## TASK BRIEF
If a line in the data holds the string "train", list it.

********************

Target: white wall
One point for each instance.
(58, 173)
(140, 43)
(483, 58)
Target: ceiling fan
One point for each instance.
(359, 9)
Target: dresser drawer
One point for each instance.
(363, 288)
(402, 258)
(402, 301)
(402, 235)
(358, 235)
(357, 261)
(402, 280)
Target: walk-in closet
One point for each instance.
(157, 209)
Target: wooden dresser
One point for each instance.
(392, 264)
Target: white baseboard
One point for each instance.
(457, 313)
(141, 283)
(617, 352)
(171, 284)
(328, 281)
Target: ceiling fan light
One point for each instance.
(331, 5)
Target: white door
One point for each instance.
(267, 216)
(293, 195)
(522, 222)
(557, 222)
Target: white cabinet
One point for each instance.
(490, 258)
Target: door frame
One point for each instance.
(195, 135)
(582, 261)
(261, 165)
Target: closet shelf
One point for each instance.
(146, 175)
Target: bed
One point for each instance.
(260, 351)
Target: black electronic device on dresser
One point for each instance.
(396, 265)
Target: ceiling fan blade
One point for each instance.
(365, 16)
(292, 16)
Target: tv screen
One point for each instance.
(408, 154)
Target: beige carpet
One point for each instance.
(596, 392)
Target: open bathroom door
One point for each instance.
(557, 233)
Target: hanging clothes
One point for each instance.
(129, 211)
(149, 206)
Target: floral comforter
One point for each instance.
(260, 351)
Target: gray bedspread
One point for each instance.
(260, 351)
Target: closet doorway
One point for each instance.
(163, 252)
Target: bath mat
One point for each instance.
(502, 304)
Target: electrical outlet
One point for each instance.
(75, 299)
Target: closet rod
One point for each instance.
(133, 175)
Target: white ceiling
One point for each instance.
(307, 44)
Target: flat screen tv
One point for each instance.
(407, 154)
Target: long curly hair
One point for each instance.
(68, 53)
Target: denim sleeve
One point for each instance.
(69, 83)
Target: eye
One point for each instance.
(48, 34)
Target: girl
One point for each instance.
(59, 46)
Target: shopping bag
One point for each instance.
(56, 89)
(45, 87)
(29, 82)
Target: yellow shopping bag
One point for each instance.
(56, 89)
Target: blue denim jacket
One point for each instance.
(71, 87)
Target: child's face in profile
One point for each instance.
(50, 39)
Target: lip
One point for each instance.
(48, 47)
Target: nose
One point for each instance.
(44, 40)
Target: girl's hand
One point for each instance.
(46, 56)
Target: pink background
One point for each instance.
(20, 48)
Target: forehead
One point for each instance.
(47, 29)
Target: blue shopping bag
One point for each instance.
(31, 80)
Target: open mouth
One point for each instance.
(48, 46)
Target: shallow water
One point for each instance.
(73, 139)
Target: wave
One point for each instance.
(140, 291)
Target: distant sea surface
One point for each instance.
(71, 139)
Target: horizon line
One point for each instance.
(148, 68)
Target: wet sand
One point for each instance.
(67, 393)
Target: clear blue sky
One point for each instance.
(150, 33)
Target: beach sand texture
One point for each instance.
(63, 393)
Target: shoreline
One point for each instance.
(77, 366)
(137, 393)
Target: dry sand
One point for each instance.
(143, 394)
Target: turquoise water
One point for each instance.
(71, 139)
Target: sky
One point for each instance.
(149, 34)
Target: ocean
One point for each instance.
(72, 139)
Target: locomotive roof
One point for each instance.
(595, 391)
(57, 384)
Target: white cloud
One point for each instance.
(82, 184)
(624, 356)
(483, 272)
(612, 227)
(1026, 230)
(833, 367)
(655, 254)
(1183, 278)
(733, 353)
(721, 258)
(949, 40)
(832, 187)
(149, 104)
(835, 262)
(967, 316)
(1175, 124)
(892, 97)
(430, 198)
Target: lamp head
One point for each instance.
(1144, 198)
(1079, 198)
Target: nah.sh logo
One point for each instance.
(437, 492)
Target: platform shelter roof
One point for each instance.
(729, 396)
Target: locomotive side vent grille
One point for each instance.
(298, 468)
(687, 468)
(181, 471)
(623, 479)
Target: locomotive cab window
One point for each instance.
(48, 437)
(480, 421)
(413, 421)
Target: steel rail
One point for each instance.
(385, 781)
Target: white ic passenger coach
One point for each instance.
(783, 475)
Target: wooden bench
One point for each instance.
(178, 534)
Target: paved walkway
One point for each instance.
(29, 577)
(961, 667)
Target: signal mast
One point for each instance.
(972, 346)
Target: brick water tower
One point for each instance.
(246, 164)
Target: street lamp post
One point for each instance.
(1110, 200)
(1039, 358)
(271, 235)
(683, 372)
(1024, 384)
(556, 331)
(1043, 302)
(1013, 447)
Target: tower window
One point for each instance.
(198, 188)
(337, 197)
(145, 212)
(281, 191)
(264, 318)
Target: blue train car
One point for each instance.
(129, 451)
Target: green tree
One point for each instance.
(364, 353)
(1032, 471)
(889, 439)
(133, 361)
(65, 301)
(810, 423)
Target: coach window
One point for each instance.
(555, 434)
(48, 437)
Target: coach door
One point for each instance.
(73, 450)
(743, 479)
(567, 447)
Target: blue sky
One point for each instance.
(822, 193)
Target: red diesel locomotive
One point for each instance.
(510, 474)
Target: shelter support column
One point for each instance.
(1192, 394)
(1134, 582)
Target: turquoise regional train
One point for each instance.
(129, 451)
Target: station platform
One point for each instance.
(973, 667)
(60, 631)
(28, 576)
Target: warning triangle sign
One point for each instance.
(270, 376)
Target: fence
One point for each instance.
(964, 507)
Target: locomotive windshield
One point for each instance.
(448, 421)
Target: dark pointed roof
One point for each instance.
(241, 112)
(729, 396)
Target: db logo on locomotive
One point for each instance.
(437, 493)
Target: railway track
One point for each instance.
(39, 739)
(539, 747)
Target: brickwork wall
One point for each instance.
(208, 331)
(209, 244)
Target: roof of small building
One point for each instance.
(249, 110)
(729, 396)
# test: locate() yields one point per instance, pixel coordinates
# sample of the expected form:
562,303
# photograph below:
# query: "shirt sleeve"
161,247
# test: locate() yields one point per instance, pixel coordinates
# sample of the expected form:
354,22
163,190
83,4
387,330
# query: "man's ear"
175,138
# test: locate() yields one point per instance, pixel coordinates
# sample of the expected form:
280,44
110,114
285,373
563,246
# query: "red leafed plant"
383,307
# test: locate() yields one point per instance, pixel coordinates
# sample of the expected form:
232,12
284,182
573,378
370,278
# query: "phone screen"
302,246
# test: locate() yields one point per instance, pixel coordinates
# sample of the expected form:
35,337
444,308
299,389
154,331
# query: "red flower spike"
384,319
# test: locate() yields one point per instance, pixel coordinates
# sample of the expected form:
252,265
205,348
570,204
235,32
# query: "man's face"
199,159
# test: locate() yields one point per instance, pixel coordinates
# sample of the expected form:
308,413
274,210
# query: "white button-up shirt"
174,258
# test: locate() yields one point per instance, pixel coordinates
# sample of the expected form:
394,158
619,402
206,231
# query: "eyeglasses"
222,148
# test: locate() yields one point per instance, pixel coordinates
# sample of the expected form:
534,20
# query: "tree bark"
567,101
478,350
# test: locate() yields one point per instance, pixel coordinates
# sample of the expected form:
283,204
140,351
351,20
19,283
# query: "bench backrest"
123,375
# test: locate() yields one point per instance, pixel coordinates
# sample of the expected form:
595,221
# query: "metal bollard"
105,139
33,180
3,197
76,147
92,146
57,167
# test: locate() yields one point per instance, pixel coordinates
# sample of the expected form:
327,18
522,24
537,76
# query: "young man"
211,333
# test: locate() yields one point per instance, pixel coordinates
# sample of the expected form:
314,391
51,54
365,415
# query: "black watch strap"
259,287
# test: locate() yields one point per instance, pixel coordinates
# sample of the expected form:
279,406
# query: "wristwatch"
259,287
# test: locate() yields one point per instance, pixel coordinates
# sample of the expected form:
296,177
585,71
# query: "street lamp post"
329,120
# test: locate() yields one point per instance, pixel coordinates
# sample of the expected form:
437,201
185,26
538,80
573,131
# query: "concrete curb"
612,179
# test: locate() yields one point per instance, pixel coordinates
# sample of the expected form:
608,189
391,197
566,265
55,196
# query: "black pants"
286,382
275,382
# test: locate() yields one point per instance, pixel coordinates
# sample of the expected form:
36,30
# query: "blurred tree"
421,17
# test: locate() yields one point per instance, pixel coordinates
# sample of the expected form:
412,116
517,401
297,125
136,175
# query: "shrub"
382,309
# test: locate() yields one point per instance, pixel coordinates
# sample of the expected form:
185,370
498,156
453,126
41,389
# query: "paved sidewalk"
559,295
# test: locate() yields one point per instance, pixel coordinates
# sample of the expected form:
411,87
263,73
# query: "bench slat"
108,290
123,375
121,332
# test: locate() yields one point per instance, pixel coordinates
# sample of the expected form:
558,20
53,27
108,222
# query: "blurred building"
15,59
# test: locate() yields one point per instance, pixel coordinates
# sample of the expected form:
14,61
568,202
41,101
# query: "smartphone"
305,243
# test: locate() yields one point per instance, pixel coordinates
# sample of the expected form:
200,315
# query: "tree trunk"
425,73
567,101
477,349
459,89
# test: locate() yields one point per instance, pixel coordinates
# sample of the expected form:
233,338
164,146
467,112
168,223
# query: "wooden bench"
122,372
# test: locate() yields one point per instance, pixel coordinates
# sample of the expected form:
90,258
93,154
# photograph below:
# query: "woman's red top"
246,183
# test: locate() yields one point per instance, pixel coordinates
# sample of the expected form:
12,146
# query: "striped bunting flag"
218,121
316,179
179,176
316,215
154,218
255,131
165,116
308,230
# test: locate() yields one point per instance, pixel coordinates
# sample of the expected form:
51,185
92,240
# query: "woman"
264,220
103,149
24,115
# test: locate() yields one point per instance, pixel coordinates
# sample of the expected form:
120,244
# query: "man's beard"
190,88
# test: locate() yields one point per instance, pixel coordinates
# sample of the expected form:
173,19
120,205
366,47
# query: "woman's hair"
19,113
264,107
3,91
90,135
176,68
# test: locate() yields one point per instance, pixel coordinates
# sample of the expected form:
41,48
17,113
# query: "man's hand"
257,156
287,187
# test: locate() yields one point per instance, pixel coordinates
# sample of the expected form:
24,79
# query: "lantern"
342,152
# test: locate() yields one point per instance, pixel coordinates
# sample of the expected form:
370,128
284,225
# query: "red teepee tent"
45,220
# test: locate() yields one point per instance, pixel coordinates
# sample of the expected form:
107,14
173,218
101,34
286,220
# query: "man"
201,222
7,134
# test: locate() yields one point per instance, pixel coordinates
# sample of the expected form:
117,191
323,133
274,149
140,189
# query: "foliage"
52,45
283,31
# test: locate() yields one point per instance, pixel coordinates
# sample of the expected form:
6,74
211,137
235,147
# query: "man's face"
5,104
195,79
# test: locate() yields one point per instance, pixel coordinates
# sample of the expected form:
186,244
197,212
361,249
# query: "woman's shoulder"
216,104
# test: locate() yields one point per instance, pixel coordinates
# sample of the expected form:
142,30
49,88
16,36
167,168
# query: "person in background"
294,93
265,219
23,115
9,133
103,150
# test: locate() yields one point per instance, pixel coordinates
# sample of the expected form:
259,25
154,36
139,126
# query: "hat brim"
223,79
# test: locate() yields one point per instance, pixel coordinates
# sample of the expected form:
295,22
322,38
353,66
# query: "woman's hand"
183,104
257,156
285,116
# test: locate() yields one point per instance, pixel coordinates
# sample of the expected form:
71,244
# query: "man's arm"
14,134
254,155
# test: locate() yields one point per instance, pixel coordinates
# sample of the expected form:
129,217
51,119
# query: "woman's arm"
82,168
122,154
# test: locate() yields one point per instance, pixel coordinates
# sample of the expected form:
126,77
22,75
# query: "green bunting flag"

********************

## WRITTEN ANSWER
Target: blue train car
Target: turquoise regional train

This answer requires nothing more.